* **SUPPLIED MATERIAL**:
[Start of section]
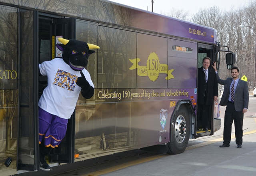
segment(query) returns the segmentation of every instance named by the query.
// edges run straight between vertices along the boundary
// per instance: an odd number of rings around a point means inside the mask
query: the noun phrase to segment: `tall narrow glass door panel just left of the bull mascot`
[[[38,47],[36,45],[38,12],[19,10],[18,20],[18,170],[39,170],[38,144]],[[37,67],[36,67],[37,65]],[[37,133],[37,134],[36,134]],[[36,135],[35,135],[36,134]]]

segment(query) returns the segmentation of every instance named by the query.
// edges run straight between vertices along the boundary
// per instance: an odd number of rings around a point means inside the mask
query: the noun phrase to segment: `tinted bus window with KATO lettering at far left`
[[[17,89],[17,8],[0,6],[0,89]]]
[End of section]
* **WHAT THIS TASK INVOLVES**: Could you print the data exactly as it appears and keep the pictures out?

* **SOLUTION**:
segment(query) returns the segmentation of every instance named by the query.
// edges run straight between vertices along the boundary
// per instance: an odd number of rings around a point means inside the mask
query: the noun phrase to segment: `tall narrow glass door panel just left of the bull mascot`
[[[38,47],[36,45],[38,12],[19,10],[18,20],[18,170],[39,170],[38,144]],[[37,67],[36,67],[37,65]],[[37,133],[37,134],[36,134]],[[36,135],[35,135],[36,134]]]

segment(query) returns the segmentation of every instance named by the query.
// edges run straight between vertices along the boundary
// per instance: an odd number of rings around a point means inside the mask
query: the noun phrase to segment: `tinted bus window with KATO lettering at far left`
[[[17,89],[17,8],[0,6],[0,89]]]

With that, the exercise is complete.